Goal
Extend the piece on gluten-free French bread and uses for stale bread, picking up right after its final line.

Gluten-Free French Bread:
This is a delicious recipes for gluten-free French bread that is comparable with the original version. It has a nice, airy center and a crispy crust.
Following recipe makes 1 large loaf…
1 cup of sorghum flour
1½ cup of potato starch
½ cup of tapioca starch or flour
1½ teaspoon of salt
1 tablespoon of sugar
1 teaspoon of xanthan gum
1 teaspoon of guar gum (or another teaspoon xanthan gum)
1½ tablespoons instant yeast or bread machine yeast
1 tablespoon of olive oil
3 large egg whites
1 teaspoon of cider vinegar
1 cup warm water (110 – 115°F)
- In a large mixing bowl, combine sorghum flour, potato starch, tapioca starch, salt, sugar, xanthan gum, guar gum, and yeast. Mix until well incorporated.
- Add the olive oil and egg whites and mix to incorporate.
- Add the vinegar and most of the water. Beat for 2 minutes, adding the remaining water if needed to make a soft dough.
- Spoon the dough onto an aerated pan and carefully shape with a spatula. Because the dough is soft, it will go through the small holes in the pan. Don't press hard when shaping.
- If you like, you can brush the top with beaten egg white.
- Use a sharp knife to cut several slits in the top of each loaf.
- Place the pan in a cold oven on a middle rack. Turn the oven on to 425°F and bake for 30 – 35 minutes.
- Cool the loaves completely on a wire rack before slicing and serving.
There are many reasons for going gluten-free or grain-free, and all of them personal to each unique individual. If you happen to be one of these people or know someone who is, then you can still make wonderful, hearty bread without sacrificing flavor.
Alternative Uses for Stale Breads
Many times, bread will go stale and be thrown out without a second thought to all of the wonderful recipes that are borne of stale breads. Some people will cut up their bread and sit it out on the counter for a day or two in order to make it stale just so that they can make one of these great recipes. Whether you have bread go stale on its own or you speed up the process a bit, there are many alternative uses for stale bread that are quick, easy, and delicious.
1. Learn about some of the uses for stale bread
Uses for Stale Bread:
To some, it can be surprising the amount of uses there are for stale bread. You can use stale bread for French Onion soup, to make breadcrumbs, soufflés, bread pudding, bisques, meatloaf, stuffing, croutons, French toast and so much more. Before throwing away stale bread, you should always consider mixing it up with a few moist ingredients and making something utterly delicious.
Bread crumbs are an excellent option for day old bread because they have a variety of uses, from frying chicken to meatloaf. They can also be stored for up to 6 months as long as they are thoroughly cooled before storing, and they take very little time to make.
The best bread crumbs are made from bread that does not have too thick of a crust. If the bread you are working with is particularly crusty, then just trim off some of the excess crust before commencing with the recipe.
Following recipe makes roughly 3 cups of bread crumbs…
1 lb (about 500 grams) of day old bread
2 tablespoons of dried thyme or oregano
2 tablespoons of dried basil or parsley
1 teaspoon of garlic powder
2 teaspoons of salt (or enough to suit your taste)
½ teaspoon of ground black pepper (or enough to suit your taste)

Data extract
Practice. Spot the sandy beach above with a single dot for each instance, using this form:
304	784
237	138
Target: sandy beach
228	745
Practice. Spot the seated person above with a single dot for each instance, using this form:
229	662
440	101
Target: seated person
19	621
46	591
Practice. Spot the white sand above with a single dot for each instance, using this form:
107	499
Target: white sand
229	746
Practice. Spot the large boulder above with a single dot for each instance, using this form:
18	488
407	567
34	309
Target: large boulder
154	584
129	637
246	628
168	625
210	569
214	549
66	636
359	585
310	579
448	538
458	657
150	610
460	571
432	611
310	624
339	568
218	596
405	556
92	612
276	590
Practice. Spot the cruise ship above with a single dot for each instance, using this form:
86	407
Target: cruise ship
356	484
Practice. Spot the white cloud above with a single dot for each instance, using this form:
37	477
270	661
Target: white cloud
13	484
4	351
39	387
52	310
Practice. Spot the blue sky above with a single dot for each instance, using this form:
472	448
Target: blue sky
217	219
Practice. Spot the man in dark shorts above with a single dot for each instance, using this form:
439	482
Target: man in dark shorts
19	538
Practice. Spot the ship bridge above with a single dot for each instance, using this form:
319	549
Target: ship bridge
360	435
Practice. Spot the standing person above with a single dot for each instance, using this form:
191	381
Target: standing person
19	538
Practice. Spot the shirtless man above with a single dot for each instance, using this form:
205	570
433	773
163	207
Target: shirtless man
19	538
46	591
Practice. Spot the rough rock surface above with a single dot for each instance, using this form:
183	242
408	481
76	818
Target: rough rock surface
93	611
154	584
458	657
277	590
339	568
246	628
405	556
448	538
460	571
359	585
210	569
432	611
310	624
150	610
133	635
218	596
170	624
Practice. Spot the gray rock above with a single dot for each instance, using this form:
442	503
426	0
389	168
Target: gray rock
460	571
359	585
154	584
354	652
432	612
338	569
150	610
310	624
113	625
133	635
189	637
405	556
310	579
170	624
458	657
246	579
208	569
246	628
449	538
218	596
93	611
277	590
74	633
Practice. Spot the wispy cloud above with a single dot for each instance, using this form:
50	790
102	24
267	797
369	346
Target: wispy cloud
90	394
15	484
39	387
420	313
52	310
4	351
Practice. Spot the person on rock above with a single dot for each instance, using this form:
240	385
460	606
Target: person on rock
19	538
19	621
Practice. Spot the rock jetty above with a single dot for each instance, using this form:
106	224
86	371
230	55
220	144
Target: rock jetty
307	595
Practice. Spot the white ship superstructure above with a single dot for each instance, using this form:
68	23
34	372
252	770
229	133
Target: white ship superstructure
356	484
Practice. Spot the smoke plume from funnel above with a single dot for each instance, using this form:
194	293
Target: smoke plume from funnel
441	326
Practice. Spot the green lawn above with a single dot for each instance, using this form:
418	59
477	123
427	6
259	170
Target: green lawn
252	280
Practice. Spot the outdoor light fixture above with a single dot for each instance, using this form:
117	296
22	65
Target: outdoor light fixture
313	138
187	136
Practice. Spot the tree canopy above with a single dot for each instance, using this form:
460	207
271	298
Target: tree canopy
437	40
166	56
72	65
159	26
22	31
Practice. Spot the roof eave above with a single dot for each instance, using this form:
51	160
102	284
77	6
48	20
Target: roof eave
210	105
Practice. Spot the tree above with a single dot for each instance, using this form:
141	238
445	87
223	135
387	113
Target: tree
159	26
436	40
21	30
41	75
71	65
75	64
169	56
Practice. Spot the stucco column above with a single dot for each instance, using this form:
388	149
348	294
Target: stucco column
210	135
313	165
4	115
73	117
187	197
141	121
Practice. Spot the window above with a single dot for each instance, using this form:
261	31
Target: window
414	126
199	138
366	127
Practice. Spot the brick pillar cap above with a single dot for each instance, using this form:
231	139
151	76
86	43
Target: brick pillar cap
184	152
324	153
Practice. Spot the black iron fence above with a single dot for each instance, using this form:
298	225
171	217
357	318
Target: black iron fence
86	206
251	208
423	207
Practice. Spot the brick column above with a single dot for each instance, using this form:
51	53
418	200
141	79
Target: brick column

Task result
1. Preheat your oven to 300°F.
2. On a large cutting board, chop the day old bread into cubes and then transfer them to a food processor.
3. Pulse the food processor to achieve thick crumbs.
4. Spread the crumbs on a baking sheet (or two) and dry the coarse crumbs in the oven for 10 to 15 minutes. Stir the crumbs halfway through baking.
5. Allow the crumbs to cool completely.
6. When the crumbs are completely cooled, return them to the food processor with all of the seasonings. Pulse to finely grind the crumbs (to your desire consistency) and to mix in the seasonings.
7. Make sure the crumbs are completely cooled and dry before storing them in an airtight container. They should last up to 6 months.
Fantastic Bread Pudding:
Bread pudding is a favorite dessert in both the United States and Northern Europe because it so effectively uses ingredients already on hand: stale bread, eggs, milk and sugar primarily. There are many different variations, such as citrus and dried fruits, but the most typical and popular is simple bread pudding seasoned with raisins, vanilla and cinnamon.
Following recipe makes on 8in x 8in bread pudding…
6 slices of day old bread
2 tablespoons of butter, melted
½ a cup of raisins (optional but recommended)
4 eggs, beaten
2 cups of whole milk
¾ cup of granulated white sugar
1 teaspoon of ground cinnamon
1 teaspoon of pure vanilla extract
1. Preheat your oven to 350°F.
2. Break day old bread into small cubes and lay into an 8in x 8in baking pan. If using raisins, sprinkle them on top.
3. In a medium mixing bowl, whisk together eggs, milk, sugar, cinnamon and vanilla. Pour this over the bread and raisins. Push down lightly with a fork until bread is covered and soaking up the egg mixture.
4. Bake in your preheated oven until the top springs back when lightly tapped (about 45 minutes).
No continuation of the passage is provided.